Action item »
Starting at the line below that contains "Subject = chandelier chain", print each line through the end of the records exactly as it appears.

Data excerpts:

========

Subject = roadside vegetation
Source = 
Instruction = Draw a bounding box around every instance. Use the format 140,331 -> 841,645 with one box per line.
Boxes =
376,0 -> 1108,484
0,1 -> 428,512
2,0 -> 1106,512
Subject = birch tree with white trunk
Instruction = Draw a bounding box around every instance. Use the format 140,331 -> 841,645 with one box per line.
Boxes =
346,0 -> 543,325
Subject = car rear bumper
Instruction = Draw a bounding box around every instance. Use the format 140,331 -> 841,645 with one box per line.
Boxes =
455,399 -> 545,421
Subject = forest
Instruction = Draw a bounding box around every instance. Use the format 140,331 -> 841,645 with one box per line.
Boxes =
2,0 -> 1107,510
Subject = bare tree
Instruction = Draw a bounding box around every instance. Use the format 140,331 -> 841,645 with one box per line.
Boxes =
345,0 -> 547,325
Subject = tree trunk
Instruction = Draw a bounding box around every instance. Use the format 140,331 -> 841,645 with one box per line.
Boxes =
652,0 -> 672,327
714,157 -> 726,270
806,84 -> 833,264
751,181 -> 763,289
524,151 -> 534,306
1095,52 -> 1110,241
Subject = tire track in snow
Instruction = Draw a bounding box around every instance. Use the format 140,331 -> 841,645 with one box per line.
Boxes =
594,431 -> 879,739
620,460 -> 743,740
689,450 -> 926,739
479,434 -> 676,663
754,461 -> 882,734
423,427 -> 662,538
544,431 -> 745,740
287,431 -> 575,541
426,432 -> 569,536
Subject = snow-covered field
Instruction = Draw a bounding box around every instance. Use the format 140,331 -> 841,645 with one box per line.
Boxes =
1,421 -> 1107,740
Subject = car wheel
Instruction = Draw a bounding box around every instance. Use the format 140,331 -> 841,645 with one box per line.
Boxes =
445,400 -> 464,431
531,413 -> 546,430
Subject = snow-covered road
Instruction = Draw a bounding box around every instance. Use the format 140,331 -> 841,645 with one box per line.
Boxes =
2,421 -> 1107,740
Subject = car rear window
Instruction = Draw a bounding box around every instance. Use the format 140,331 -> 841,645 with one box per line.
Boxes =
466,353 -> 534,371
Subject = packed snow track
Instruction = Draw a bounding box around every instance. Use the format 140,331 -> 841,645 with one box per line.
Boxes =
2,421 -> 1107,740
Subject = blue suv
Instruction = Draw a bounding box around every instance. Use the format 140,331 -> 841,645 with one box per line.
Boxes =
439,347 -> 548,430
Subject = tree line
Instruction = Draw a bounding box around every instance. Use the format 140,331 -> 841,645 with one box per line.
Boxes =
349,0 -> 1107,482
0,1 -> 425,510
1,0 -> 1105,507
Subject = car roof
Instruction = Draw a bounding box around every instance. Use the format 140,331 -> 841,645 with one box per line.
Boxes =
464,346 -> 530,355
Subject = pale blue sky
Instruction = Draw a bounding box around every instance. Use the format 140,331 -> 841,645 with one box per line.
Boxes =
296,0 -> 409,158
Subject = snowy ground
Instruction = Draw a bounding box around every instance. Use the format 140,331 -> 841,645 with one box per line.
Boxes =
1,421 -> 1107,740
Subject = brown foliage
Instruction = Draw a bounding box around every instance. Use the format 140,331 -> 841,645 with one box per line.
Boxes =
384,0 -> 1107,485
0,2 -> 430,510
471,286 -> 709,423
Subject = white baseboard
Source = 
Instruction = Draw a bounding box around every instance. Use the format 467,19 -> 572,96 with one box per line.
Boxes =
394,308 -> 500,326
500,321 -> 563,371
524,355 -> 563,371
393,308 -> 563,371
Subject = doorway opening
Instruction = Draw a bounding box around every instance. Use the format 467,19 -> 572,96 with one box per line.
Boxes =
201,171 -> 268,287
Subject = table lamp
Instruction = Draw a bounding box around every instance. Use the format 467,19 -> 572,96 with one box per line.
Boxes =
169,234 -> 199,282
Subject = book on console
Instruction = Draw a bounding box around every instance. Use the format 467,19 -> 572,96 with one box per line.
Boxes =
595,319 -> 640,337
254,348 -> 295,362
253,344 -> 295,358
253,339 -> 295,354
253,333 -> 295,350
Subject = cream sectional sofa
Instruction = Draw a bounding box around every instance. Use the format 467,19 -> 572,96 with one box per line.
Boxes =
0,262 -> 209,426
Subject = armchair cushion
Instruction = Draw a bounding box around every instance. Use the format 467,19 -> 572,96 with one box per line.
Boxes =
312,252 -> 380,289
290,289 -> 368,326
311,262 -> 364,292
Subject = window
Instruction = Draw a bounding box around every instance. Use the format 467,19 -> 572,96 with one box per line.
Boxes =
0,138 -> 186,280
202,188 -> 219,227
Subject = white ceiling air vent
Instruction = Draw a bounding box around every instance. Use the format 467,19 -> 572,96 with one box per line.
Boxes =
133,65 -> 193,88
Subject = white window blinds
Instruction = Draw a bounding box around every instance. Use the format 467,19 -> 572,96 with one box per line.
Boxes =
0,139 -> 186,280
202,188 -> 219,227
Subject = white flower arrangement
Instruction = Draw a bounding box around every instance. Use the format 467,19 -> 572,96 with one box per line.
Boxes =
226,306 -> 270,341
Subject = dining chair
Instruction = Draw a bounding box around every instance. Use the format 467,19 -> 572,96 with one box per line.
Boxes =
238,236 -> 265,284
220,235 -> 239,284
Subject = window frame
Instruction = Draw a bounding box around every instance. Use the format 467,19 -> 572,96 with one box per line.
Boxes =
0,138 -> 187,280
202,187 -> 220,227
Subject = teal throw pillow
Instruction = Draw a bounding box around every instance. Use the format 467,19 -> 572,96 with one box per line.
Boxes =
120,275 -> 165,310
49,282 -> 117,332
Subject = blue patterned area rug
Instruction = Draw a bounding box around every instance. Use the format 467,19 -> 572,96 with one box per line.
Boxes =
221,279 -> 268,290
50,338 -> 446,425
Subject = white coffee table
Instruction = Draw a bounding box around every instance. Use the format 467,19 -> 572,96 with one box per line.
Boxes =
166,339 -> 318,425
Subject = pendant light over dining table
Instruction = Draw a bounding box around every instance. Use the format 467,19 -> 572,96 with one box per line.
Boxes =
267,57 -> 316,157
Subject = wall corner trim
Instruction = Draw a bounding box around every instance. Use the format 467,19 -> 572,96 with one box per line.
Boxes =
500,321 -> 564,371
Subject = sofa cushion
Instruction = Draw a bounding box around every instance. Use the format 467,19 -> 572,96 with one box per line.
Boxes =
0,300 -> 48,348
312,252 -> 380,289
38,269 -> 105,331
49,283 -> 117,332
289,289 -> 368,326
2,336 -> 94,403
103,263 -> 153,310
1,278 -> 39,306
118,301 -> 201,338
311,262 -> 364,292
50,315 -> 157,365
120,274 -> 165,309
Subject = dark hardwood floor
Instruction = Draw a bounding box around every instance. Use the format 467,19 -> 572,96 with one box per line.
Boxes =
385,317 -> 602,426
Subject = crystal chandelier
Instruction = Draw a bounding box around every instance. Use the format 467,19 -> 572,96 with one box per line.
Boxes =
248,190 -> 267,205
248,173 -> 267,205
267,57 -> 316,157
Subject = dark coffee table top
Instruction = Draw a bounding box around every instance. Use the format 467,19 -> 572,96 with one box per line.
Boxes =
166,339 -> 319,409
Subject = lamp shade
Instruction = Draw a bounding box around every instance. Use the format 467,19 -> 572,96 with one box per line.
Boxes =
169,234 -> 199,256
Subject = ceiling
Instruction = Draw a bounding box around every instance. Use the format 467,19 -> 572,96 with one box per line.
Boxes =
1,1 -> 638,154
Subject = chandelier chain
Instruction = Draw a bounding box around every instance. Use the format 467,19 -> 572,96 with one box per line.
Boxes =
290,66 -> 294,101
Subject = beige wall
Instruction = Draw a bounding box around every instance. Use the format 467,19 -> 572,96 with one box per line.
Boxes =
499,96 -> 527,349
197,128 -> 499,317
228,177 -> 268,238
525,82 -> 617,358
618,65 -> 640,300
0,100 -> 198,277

========

Written solution »
Subject = chandelier chain
Instruction = Draw a bounding box around every instance. Use the format 467,19 -> 572,96 with one box per line.
Boxes =
290,66 -> 294,101
Subject = beige wall
Instruction = Draw a bounding box around every instance. Use the format 467,19 -> 572,96 with one box per line.
Boxes =
499,96 -> 527,349
197,128 -> 499,317
228,177 -> 268,238
525,82 -> 617,358
618,65 -> 640,300
0,100 -> 198,277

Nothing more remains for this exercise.